• **TEXT EXTRACT**:
◆ ◆ ◆ ◆ ◆
EP-4315281-B1 - TRUE SIZE EYEWEAR IN REAL TIME

EP4315281B1EP 4315281 B1EP4315281 B1EP 4315281B1EP-4315281-B1

Inventors

ASSOULINE, Avihay
BERGER, ITAMAR
LUO, JEAN
ZOHAR, MATAN

Dates

Publication Date: 20260513
Application Date: 20220321

Claims (15)

A method comprising: receiving (1001), by one or more processors, an image that includes a depiction of a face of a user; generating (1002) a plurality of landmarks of the face based on the received image; removing (1003) a set of predetermined landmarks from the plurality of landmarks resulting in a remaining set of landmarks of the plurality of landmarks; tracking movement of the remaining set of landmarks over a plurality of frames comprising the image; for each landmark of the remaining set of landmarks: determining a stability parameter as a function of the movement of the landmark over the plurality of frames; and in dependence on the landmark having a stability parameter that is lower than a threshold value, removing that landmark from the remaining set of landmarks; obtaining (1004) a depth map for the face of the user, the depth map being associated with the received image; and computing (1005) facial measurements of the face of the user based on the depth map and the remaining set of landmarks, wherein the computing (1005) involves determining, based on the depth map, a distance from a client device associated with the image to one or more of the landmarks.
The method of claim 1, further comprising: sorting the remaining set of landmarks based on a visibility parameter of each parameter, the visibility parameter indicating an amount of a corresponding landmark that is visible in the image.
The method of any one of claims 1-2, further comprising: obtaining a generic three-dimensional facial model representation; matching the remaining set of landmarks to the generic three-dimensional facial model representation; and determining the visibility parameter as a function of a number of the remaining set of landmarks that match the generic three-dimensional facial model representation.
◆ ◆ ◆ ◆ ◆
• **AIM**: In the patent text above, what happens to a landmark whose stability parameter is lower than the threshold value?
◆ ◆ ◆ ◆ ◆
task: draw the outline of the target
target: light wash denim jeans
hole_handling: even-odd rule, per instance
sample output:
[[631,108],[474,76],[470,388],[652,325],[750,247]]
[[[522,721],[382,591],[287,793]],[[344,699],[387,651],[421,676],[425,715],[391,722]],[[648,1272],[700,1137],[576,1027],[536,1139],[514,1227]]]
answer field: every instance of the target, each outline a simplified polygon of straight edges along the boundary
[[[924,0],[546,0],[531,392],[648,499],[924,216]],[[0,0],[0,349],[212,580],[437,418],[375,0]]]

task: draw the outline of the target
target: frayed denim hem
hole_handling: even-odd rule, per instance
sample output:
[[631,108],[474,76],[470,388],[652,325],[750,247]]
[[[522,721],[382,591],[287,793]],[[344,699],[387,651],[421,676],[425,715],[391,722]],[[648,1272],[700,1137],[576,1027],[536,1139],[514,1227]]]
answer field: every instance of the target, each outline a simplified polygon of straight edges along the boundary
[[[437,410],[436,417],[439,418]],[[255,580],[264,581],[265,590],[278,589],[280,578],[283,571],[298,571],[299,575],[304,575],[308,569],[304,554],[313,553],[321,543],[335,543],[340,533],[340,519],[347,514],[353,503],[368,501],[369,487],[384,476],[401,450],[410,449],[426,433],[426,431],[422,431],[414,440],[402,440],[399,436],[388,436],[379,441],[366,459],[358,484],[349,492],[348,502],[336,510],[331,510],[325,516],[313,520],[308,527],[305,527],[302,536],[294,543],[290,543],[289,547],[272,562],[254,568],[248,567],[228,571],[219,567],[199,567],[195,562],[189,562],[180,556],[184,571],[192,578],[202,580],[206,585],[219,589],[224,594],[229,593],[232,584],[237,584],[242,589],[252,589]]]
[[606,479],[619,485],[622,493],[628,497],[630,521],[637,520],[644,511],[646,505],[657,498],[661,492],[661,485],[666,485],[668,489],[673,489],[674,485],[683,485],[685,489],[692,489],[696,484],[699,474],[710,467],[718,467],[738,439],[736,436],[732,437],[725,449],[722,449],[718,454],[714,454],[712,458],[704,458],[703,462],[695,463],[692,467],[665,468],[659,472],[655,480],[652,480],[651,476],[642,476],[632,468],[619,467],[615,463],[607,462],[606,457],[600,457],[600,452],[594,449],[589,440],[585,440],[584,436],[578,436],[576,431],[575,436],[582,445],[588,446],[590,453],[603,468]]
◆ ◆ ◆ ◆ ◆
• **TASK OUTPUT**: It is removed from the remaining set of landmarks.